> Written task: Edit the rows below so that every "specialist" becomes "expert", with everything else unchanged.

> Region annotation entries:

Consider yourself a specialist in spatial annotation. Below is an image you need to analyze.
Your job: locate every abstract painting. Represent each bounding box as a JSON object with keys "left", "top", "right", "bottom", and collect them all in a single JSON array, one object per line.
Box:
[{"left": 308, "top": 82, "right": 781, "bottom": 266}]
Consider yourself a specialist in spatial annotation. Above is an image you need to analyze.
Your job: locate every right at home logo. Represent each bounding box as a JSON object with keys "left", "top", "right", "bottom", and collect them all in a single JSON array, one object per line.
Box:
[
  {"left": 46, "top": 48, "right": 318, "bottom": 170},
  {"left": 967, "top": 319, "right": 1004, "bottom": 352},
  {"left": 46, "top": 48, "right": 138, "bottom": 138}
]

> Task answer:
Consider yourself a expert in spatial annotation. Below is an image you need to analyze.
Your job: locate every abstract painting. Represent each bounding box as a JSON object with keys "left", "top", "right", "bottom", and collect them all in a single JSON array, one object per line.
Box:
[{"left": 308, "top": 82, "right": 781, "bottom": 266}]
Consider yourself a expert in spatial annotation. Above is an image you need to analyze.
Your job: locate every right at home logo. Represent each bounding box as a JSON object with keys "left", "top", "right", "bottom", and collect them all in a single JSON array, one object per line.
Box:
[
  {"left": 46, "top": 48, "right": 318, "bottom": 170},
  {"left": 967, "top": 319, "right": 1004, "bottom": 352},
  {"left": 46, "top": 48, "right": 138, "bottom": 138}
]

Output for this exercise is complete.